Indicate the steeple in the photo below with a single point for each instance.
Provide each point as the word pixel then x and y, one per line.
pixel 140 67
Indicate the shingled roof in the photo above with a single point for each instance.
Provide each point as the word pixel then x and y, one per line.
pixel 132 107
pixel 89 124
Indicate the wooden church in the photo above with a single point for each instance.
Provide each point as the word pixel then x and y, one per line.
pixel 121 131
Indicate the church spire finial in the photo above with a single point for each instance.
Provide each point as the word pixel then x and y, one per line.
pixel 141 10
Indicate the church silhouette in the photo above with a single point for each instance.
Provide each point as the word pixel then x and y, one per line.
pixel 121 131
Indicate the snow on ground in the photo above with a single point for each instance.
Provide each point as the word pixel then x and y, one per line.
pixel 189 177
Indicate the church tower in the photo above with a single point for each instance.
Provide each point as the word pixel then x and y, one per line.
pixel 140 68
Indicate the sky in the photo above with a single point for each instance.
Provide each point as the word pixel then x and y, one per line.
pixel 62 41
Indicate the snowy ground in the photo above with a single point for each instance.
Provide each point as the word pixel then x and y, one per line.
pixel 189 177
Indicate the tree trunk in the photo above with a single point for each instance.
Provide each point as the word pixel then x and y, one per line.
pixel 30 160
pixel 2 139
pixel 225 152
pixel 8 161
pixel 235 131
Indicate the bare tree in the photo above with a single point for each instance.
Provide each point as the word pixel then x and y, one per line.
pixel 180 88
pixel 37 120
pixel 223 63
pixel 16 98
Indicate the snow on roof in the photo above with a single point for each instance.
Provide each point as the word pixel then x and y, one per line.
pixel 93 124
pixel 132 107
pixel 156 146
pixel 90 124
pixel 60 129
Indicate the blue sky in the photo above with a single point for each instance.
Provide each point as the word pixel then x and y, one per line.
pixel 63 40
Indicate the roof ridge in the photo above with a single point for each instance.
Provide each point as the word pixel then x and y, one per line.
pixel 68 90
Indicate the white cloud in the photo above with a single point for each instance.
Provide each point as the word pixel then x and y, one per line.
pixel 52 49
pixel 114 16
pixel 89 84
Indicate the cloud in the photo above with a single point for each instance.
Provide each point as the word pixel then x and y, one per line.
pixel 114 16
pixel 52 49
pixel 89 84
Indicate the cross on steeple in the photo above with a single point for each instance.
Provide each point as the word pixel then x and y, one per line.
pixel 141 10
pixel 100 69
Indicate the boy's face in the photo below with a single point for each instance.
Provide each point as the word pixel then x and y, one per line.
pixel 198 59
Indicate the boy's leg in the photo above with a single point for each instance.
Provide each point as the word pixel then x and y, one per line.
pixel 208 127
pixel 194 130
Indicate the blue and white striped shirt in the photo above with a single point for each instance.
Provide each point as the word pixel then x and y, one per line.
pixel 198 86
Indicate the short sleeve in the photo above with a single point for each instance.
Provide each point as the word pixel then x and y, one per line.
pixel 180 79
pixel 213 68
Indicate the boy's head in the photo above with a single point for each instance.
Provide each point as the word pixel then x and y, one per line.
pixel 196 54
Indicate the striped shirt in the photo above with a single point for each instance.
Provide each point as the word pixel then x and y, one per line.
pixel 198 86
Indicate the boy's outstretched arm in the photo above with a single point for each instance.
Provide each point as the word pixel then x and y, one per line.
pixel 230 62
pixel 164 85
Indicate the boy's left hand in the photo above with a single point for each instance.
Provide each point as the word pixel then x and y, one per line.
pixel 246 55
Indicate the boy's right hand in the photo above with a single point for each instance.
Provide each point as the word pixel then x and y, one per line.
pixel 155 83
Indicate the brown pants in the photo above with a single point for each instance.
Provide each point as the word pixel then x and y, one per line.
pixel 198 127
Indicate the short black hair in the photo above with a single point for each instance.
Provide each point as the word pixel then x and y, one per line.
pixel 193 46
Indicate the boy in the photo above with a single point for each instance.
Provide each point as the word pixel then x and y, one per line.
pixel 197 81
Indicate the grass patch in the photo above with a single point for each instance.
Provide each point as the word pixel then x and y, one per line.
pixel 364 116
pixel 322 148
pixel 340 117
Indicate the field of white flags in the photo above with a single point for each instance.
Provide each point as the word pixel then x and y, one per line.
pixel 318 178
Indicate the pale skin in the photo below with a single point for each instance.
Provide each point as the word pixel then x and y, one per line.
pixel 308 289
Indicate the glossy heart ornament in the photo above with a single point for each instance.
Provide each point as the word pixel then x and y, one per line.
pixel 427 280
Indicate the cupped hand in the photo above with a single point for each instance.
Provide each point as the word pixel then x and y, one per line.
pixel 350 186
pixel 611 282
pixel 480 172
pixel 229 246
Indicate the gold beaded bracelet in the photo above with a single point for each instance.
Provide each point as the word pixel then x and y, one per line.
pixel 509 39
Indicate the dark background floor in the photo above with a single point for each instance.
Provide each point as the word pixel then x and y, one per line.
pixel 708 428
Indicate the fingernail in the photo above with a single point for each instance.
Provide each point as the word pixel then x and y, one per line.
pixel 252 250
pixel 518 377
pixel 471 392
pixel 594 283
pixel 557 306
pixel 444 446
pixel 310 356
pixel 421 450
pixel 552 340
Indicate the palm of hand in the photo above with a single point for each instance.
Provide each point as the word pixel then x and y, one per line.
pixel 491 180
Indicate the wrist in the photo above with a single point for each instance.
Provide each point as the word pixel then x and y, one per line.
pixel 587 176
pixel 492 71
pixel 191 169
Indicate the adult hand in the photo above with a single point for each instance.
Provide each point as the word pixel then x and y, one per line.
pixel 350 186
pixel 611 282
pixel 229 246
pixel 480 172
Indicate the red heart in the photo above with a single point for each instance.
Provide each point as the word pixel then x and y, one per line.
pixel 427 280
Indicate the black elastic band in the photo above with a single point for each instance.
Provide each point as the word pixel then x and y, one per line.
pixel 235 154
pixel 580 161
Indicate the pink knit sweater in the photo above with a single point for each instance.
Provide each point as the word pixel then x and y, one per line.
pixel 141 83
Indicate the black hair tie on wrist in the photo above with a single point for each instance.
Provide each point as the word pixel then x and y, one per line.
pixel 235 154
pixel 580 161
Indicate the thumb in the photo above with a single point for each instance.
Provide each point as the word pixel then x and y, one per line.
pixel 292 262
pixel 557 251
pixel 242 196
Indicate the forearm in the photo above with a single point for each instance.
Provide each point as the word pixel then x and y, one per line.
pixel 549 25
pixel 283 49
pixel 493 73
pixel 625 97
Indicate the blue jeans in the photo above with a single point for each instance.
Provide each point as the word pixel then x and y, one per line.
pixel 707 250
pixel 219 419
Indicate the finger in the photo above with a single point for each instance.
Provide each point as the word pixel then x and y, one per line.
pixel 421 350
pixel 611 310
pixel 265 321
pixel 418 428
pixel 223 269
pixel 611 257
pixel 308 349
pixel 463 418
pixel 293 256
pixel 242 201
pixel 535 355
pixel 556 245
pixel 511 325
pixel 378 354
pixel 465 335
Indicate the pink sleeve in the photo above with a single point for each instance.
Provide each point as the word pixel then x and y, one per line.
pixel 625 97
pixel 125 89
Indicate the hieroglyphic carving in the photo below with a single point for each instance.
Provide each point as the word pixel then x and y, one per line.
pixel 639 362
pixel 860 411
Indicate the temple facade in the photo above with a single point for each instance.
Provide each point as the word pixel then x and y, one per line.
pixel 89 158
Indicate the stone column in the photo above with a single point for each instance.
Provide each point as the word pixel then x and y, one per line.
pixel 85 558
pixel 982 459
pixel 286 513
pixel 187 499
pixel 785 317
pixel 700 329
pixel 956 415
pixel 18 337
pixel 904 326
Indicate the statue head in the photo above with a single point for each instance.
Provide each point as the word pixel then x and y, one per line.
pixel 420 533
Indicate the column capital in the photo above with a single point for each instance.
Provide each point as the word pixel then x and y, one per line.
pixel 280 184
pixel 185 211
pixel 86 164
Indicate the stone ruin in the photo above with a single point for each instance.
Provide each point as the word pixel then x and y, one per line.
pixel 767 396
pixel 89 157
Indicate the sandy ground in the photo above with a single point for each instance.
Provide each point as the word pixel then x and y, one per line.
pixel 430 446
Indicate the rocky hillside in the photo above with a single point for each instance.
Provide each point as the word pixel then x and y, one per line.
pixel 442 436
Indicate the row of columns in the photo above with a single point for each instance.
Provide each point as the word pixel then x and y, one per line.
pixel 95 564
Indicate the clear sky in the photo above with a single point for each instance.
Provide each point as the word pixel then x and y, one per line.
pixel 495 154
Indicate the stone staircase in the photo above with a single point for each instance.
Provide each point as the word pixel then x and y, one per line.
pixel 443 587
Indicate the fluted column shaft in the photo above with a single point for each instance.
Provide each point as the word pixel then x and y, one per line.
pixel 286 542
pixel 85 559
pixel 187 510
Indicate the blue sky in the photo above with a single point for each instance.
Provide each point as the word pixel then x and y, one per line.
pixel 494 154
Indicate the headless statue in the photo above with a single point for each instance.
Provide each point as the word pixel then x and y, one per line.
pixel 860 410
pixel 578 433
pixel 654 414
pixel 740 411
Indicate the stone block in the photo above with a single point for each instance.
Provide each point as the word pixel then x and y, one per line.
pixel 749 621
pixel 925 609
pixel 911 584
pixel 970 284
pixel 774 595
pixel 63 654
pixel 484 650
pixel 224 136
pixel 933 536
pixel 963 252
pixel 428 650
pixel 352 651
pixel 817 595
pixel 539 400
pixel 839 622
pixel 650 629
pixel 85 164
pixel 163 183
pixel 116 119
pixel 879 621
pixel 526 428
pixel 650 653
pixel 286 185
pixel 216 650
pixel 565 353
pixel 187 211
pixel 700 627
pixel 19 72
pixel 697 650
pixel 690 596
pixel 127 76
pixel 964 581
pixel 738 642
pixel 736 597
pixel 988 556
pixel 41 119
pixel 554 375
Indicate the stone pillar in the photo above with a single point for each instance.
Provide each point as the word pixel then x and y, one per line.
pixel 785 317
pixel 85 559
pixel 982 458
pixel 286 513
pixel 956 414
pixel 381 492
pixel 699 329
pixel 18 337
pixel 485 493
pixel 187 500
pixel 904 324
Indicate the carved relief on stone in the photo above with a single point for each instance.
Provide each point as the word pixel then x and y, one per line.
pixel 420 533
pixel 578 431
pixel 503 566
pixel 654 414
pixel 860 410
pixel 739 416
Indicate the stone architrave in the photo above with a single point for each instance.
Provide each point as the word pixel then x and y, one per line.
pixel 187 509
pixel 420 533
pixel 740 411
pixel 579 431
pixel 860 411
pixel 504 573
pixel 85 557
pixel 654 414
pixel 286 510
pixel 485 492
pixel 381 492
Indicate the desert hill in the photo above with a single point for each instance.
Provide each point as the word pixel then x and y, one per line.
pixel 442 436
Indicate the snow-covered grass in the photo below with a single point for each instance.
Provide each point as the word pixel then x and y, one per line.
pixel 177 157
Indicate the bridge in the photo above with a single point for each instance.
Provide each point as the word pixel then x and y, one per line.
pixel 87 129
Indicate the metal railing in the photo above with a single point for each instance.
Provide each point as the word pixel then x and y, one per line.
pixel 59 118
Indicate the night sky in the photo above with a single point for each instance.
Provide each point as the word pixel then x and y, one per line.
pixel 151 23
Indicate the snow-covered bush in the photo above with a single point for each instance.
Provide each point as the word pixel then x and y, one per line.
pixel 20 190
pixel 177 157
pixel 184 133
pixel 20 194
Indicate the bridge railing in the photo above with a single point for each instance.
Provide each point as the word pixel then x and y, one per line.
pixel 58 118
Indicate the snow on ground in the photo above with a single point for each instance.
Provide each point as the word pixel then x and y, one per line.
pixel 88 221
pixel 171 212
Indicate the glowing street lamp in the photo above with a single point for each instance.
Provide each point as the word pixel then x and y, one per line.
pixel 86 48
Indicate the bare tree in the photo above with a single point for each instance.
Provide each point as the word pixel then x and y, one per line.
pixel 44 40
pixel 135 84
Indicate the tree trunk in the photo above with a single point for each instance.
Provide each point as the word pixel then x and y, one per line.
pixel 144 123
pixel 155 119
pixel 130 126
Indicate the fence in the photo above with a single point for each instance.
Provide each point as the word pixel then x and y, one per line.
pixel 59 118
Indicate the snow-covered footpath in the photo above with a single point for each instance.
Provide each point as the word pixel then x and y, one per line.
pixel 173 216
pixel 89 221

◇ ◇ ◇

Your goal >>
Show every line from the entries above in which the word "hair" appears.

Finished task >>
Indicate the short black hair in the photo above with a single point for each instance.
Indicate the black hair tie on wrist in the photo above with a single point for each instance.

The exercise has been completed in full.